## Stored items
=====
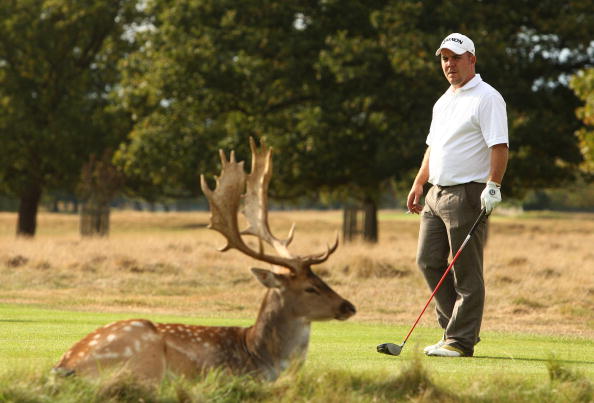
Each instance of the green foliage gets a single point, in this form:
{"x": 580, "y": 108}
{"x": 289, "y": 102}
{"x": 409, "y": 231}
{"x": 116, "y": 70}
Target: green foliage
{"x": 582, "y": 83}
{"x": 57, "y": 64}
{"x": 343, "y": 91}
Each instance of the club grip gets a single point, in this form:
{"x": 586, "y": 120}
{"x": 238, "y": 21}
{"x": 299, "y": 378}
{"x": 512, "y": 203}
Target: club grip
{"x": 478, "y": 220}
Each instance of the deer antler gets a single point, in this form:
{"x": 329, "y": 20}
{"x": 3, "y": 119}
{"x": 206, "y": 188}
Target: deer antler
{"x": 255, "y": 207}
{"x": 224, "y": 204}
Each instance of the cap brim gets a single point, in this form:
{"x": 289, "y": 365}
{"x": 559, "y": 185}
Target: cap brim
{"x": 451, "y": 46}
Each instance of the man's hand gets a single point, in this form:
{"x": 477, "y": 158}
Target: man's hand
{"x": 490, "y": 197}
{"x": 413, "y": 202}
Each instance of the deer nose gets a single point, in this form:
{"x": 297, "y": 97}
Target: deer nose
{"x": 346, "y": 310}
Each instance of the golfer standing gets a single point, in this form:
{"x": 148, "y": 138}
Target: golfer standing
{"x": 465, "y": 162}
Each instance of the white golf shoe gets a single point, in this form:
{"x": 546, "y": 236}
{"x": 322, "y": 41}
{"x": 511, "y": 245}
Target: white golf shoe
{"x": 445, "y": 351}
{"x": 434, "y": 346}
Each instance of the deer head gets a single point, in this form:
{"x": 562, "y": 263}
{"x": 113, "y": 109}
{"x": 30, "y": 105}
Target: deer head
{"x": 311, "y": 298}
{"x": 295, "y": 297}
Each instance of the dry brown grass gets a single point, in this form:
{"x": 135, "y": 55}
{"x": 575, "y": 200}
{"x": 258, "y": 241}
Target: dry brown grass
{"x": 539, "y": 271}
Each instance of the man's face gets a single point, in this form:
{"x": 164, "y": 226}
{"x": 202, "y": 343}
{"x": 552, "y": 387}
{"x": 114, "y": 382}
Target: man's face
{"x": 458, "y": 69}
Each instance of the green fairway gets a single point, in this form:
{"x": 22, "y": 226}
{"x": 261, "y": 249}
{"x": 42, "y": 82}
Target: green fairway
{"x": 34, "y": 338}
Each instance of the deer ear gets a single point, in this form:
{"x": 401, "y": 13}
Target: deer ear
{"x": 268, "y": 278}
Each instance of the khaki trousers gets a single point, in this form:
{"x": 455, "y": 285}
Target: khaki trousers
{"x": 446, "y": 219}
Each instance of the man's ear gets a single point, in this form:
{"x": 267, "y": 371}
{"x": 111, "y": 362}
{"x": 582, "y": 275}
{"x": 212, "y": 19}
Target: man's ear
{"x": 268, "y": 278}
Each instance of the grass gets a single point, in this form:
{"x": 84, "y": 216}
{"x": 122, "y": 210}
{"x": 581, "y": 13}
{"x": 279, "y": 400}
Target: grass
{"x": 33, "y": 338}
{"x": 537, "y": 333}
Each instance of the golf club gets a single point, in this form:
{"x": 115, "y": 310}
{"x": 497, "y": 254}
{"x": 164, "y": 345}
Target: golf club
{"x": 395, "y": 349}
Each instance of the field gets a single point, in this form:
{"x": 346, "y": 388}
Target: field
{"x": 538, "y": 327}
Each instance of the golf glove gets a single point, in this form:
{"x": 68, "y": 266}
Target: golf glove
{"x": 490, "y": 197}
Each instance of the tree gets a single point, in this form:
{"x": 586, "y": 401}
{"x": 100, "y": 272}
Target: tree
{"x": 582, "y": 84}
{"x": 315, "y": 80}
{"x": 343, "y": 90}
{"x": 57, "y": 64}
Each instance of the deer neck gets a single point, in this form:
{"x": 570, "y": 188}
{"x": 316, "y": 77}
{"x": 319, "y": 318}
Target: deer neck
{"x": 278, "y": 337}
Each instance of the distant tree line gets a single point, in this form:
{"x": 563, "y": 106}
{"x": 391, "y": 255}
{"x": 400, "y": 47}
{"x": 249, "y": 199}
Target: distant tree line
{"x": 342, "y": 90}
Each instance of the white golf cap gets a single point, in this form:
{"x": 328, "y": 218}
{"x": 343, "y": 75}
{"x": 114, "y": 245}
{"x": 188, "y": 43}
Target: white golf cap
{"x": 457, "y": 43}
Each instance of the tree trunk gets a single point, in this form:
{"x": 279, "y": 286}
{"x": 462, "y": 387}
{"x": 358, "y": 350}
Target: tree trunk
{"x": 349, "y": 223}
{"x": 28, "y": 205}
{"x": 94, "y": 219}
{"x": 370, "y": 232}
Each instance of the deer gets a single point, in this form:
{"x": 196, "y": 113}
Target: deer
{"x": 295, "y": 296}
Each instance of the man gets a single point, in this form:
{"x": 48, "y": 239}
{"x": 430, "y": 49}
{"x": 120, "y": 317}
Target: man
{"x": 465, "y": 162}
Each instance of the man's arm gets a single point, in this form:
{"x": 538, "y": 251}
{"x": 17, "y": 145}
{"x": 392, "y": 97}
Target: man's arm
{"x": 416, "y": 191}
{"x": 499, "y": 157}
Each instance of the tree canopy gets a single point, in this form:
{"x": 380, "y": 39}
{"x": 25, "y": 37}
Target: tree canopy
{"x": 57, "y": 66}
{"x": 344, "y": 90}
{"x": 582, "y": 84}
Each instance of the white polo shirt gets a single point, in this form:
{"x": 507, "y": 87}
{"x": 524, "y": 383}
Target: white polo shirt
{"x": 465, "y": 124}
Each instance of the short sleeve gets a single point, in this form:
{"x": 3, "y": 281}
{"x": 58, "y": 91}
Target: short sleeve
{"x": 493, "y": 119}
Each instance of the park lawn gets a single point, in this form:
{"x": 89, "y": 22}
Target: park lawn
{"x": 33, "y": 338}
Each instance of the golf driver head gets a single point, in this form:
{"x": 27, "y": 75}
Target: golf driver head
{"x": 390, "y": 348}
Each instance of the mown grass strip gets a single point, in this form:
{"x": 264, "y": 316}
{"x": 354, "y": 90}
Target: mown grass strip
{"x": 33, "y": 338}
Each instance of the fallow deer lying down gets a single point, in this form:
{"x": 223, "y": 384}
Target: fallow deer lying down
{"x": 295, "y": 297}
=====
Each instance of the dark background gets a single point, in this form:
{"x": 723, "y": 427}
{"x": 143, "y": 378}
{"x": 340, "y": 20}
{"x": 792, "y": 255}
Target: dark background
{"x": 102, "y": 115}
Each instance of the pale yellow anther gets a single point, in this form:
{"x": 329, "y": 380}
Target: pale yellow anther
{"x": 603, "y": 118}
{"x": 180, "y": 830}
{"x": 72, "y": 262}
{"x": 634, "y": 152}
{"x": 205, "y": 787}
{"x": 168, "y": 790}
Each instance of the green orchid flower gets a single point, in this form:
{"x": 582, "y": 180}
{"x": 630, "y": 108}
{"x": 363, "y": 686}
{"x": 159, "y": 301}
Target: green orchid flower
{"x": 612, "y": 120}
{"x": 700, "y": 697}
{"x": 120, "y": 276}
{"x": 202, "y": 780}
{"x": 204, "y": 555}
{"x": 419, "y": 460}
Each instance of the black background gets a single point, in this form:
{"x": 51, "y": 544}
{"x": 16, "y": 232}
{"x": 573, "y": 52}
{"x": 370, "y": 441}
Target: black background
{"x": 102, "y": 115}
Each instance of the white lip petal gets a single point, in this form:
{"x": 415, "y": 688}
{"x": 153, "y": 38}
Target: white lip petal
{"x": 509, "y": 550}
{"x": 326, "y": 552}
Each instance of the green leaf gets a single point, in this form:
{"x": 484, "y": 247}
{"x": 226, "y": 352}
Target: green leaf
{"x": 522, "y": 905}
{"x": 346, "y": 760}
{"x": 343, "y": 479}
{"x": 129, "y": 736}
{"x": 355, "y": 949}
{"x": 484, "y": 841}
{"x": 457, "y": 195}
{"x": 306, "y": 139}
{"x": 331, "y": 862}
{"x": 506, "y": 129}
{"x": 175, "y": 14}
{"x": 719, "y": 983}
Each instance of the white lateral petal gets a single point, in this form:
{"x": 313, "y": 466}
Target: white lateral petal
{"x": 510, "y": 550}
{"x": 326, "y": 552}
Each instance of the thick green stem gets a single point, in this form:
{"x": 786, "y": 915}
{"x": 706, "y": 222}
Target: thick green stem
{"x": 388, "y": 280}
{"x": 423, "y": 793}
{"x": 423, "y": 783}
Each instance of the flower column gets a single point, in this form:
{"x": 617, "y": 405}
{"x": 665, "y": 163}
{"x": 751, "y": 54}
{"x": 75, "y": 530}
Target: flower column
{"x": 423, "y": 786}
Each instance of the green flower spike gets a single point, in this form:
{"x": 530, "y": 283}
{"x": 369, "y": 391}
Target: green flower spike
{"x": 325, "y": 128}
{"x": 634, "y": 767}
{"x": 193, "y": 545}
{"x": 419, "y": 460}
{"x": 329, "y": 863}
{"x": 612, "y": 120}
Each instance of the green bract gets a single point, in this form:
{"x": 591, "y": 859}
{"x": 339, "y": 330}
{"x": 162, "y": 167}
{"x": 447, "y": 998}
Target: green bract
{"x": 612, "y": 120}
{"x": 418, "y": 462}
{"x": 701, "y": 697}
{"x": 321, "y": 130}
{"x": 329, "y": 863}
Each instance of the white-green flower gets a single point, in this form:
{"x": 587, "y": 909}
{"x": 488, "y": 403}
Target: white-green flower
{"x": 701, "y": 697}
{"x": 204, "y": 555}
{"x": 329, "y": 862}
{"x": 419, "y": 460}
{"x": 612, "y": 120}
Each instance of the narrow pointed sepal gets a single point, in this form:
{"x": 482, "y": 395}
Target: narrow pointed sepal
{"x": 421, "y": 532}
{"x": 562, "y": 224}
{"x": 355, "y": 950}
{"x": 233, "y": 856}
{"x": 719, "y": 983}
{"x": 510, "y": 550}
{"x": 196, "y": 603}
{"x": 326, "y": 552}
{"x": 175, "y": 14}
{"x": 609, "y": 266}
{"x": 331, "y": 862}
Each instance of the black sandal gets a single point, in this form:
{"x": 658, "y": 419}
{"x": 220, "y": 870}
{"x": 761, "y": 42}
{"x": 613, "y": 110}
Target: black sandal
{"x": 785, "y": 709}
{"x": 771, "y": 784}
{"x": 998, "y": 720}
=====
Please return only the lines above, starting at the line that has "Each instance of the short" and ending at the line that has "Each instance of the mown", keeping both and leaving each one unchanged.

Each instance of the short sleeve gets a single point, in this form:
{"x": 3, "y": 281}
{"x": 58, "y": 91}
Target: short sleeve
{"x": 493, "y": 119}
Each instance of the park lawn gets a single point, in this form:
{"x": 89, "y": 22}
Target: park lawn
{"x": 33, "y": 338}
Each instance of the golf driver head gets a single point, in this form:
{"x": 27, "y": 75}
Target: golf driver head
{"x": 390, "y": 348}
Each instance of the mown grass strip gets a single point, in this form:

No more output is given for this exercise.